Natural language region descriptions
Segment Open

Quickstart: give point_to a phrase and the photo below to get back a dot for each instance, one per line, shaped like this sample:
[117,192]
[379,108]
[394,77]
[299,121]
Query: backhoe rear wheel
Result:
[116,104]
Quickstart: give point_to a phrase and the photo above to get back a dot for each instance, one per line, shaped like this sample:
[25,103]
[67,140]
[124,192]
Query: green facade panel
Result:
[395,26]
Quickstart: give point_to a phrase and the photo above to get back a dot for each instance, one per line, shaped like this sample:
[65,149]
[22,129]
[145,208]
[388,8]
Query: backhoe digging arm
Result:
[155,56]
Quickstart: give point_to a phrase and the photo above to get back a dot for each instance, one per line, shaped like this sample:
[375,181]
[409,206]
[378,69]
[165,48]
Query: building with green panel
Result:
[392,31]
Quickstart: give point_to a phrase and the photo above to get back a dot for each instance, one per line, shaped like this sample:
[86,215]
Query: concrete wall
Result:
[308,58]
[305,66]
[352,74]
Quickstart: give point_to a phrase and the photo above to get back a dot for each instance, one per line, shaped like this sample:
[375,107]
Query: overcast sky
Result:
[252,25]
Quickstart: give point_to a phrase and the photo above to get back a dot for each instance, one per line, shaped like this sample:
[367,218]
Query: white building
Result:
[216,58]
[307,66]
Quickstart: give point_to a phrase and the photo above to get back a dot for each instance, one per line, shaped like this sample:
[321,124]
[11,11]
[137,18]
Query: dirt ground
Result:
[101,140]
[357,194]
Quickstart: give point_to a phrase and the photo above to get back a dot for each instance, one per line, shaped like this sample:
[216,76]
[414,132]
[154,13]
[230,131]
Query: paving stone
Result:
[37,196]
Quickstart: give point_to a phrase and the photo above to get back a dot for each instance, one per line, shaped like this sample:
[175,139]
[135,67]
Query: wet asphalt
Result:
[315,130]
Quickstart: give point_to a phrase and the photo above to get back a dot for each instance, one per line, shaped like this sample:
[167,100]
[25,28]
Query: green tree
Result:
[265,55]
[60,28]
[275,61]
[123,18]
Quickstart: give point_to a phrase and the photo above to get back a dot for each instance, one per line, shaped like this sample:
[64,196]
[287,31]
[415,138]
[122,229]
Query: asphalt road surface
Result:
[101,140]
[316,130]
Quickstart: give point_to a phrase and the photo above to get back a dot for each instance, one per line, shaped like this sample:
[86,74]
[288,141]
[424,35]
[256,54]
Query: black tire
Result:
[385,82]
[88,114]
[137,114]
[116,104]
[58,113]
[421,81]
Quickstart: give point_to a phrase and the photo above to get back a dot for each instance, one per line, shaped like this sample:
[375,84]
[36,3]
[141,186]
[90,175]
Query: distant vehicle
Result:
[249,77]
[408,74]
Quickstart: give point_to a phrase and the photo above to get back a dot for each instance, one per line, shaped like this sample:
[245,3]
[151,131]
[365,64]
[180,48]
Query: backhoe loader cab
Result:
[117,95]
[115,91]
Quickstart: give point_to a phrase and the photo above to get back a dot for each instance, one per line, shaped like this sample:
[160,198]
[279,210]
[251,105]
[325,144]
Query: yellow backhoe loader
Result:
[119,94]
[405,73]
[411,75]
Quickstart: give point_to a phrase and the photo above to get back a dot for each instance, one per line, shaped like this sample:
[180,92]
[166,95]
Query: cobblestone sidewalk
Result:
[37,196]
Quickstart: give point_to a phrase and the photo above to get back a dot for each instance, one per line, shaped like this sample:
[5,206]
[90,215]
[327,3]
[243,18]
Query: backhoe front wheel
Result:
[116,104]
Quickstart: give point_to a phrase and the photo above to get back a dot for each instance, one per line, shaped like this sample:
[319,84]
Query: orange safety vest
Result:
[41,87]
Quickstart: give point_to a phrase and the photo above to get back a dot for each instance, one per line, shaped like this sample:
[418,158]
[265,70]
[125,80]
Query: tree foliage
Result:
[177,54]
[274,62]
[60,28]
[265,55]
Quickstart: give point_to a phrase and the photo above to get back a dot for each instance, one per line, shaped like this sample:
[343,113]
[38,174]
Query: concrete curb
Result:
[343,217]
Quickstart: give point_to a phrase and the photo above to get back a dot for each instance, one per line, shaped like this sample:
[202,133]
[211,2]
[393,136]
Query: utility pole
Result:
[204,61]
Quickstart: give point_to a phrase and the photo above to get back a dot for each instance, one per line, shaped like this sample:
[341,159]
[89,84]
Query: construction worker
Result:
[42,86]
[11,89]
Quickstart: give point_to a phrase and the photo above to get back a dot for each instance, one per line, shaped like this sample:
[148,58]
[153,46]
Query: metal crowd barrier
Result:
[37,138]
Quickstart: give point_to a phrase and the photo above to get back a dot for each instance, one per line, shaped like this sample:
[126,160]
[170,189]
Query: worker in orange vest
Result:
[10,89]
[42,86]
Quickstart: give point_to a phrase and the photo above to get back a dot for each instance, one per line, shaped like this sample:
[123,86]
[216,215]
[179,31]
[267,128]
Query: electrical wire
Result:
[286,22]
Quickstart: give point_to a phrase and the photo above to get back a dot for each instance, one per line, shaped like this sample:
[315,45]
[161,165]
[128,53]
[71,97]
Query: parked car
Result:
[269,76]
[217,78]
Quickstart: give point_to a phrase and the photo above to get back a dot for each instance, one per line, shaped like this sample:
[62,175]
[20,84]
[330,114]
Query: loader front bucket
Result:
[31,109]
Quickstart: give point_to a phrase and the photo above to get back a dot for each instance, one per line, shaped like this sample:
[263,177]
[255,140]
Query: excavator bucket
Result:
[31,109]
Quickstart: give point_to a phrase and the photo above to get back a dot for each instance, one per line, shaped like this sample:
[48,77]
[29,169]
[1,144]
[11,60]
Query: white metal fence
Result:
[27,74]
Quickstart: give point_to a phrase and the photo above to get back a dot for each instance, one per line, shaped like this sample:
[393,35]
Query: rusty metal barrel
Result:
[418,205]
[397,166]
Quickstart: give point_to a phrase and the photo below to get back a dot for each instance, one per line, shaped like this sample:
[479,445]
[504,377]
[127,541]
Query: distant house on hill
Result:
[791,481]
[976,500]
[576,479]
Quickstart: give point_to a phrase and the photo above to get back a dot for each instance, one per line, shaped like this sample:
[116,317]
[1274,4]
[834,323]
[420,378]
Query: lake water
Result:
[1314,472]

Segment Closed

Work task
Copy out all lines above that include the string "green".

Answer section
Query: green facade panel
Query: building with green panel
Query: green tree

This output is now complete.